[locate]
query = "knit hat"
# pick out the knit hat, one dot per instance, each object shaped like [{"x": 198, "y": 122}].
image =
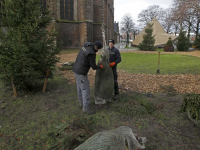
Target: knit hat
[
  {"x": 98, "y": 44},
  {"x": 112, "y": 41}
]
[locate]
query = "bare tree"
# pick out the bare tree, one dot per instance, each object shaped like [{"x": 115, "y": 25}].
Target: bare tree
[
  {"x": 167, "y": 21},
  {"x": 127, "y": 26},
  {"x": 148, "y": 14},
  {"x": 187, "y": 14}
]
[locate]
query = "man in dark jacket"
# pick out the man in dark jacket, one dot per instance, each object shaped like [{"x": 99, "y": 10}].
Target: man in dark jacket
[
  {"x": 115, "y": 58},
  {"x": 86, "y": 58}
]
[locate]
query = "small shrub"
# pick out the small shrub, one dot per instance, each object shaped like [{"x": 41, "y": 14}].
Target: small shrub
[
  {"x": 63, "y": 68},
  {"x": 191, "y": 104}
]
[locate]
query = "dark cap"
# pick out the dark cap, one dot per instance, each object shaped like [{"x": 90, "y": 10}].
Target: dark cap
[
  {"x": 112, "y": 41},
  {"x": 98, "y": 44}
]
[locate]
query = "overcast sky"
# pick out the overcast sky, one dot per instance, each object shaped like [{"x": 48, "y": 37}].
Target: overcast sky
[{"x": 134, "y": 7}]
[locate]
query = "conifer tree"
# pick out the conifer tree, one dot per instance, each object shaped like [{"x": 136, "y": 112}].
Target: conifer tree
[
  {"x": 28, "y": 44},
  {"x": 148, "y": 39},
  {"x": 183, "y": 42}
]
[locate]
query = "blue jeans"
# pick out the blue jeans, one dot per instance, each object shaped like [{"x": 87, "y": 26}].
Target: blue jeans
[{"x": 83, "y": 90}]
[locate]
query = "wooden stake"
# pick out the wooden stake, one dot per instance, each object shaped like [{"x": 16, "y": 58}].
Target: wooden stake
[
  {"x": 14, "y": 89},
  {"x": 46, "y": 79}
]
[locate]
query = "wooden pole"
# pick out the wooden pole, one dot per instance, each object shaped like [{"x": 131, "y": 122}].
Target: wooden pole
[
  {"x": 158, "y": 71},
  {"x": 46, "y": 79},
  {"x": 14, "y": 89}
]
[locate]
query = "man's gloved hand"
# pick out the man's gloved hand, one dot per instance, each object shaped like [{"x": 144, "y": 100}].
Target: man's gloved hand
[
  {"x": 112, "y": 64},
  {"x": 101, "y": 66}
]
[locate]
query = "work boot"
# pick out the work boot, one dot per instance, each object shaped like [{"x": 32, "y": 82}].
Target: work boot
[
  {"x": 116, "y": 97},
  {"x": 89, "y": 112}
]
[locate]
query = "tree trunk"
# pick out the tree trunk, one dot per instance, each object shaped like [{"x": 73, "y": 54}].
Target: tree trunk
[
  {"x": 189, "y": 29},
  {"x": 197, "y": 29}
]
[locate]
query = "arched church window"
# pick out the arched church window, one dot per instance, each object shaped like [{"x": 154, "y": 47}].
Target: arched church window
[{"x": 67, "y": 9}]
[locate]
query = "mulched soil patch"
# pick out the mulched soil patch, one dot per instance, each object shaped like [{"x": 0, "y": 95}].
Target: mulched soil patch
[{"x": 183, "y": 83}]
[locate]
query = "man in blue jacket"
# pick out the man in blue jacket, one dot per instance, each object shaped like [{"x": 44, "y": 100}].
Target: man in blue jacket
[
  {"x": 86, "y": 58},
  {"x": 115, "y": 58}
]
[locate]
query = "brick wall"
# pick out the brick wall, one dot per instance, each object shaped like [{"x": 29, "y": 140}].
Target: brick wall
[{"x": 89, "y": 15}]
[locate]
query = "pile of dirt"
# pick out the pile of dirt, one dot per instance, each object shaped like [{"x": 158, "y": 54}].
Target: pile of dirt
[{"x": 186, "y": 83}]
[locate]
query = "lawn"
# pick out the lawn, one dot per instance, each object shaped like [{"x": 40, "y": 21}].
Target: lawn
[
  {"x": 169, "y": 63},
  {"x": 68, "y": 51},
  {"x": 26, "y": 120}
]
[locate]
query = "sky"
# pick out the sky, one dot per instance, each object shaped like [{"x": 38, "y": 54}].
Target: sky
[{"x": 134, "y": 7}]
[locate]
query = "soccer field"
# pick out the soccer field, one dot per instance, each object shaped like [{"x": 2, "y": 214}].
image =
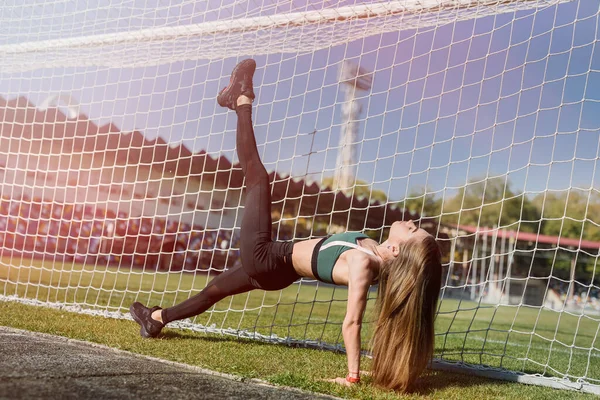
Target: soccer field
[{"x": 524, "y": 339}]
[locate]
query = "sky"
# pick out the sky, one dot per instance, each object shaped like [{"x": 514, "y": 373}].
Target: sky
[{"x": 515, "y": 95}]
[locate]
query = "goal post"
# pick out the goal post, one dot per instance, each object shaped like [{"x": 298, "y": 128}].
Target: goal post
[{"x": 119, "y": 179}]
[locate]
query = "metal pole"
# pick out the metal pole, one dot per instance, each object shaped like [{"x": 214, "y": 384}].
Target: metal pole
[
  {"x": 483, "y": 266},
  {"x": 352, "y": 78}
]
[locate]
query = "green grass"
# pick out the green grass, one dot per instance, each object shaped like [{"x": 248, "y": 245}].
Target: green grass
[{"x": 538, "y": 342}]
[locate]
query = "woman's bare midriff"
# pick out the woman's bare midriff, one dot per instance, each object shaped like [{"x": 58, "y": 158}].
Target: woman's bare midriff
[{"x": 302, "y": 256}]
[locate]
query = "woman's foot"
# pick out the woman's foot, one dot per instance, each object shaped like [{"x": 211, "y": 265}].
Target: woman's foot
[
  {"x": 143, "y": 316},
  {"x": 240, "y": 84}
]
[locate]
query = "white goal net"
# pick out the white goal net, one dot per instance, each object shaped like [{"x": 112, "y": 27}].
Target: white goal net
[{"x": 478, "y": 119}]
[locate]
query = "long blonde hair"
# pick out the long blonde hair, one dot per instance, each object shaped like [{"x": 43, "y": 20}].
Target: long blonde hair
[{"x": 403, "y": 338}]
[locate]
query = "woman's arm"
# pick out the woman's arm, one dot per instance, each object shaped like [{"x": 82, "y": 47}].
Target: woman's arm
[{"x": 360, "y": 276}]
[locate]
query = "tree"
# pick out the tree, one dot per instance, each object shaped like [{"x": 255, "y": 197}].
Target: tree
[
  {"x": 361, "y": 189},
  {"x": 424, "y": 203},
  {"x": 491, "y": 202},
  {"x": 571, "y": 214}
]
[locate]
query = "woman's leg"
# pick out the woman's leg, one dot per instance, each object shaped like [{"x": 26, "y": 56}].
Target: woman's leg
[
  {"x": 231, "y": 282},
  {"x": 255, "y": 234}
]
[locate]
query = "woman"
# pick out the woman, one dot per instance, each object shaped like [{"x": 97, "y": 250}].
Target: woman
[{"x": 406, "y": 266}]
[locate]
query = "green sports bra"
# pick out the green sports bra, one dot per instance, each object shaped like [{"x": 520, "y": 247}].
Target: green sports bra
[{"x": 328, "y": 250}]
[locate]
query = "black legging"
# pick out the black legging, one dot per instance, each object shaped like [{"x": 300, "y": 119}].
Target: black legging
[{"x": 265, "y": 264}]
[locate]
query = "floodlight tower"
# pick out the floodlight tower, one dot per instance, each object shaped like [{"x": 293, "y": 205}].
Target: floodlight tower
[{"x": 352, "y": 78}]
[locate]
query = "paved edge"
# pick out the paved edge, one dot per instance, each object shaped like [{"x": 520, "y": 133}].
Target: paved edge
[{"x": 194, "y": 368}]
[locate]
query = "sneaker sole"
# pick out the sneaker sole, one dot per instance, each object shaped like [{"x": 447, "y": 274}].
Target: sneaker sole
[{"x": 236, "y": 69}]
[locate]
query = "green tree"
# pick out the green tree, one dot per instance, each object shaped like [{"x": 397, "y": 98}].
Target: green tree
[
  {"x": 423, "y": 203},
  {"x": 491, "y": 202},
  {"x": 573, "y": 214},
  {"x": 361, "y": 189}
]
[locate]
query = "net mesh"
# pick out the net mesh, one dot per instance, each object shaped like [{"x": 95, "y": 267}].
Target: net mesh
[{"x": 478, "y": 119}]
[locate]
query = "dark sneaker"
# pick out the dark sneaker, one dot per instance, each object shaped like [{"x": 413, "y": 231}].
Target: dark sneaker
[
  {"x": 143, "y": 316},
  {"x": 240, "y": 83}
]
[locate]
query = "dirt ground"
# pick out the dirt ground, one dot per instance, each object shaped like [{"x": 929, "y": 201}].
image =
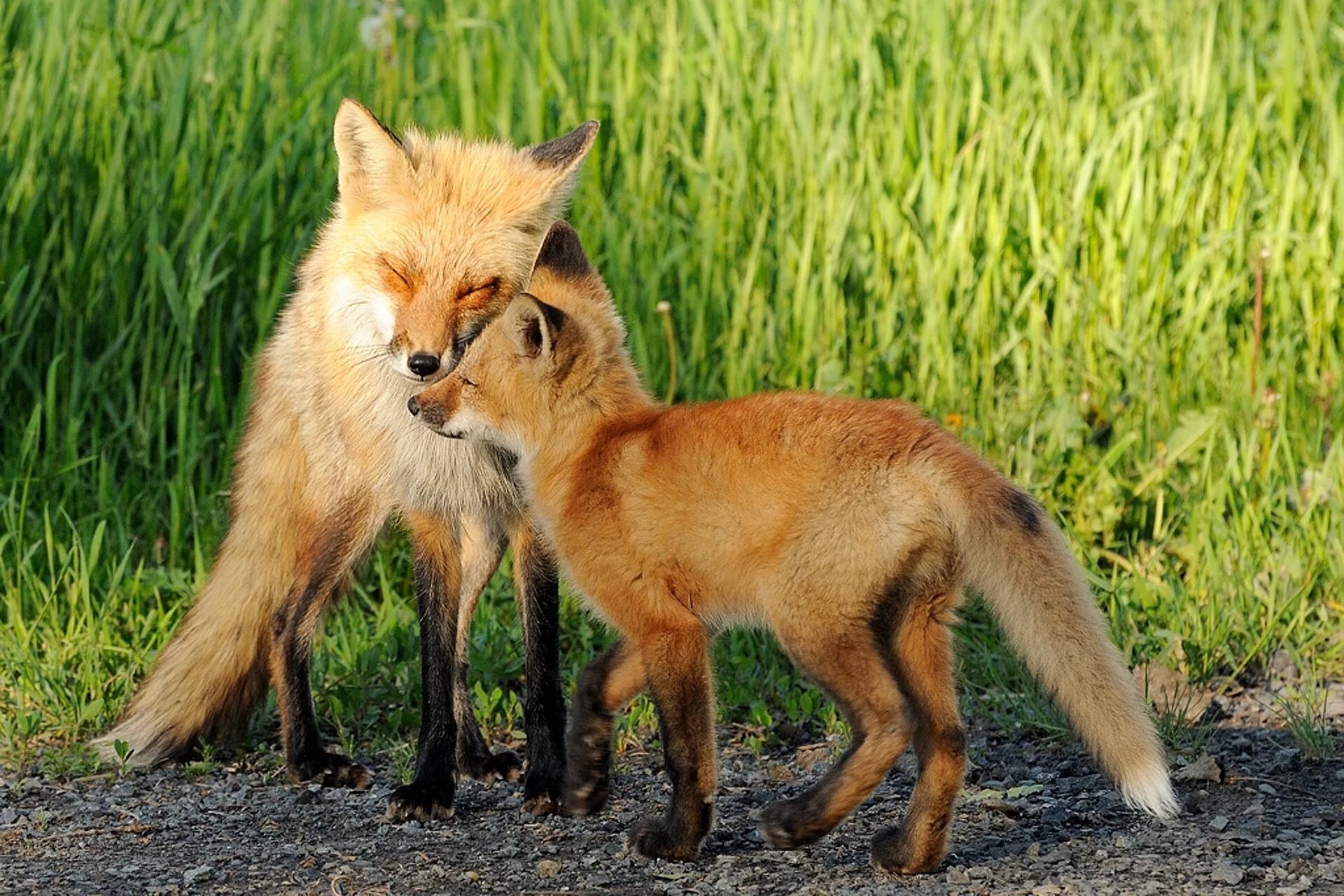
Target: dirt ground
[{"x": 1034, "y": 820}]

■ **YOUR GOAL**
Count the lines in the material above that contain the word "grass". Reply with the number only.

■ **RESPONSE TO THIS EXERCISE**
3